:: TASK OBJECTIVE ::
Show each line of the records below where the word "outline" occurs.
**** LISTED ENTRIES
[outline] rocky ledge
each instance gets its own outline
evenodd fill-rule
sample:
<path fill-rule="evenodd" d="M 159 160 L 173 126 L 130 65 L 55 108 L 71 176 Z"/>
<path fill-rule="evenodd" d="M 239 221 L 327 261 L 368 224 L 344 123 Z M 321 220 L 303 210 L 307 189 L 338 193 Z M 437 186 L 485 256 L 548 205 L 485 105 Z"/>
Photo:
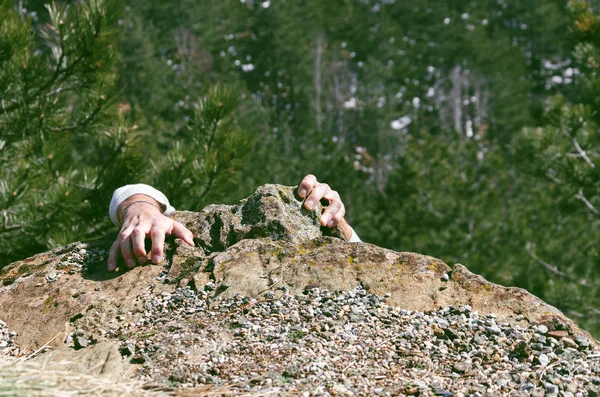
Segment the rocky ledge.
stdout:
<path fill-rule="evenodd" d="M 554 307 L 346 242 L 320 211 L 265 185 L 177 213 L 196 244 L 170 241 L 160 265 L 107 273 L 110 238 L 16 262 L 0 355 L 175 394 L 598 395 L 599 344 Z"/>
********
:: TASK OUTPUT ::
[outline] rocky ledge
each instance gets its own outline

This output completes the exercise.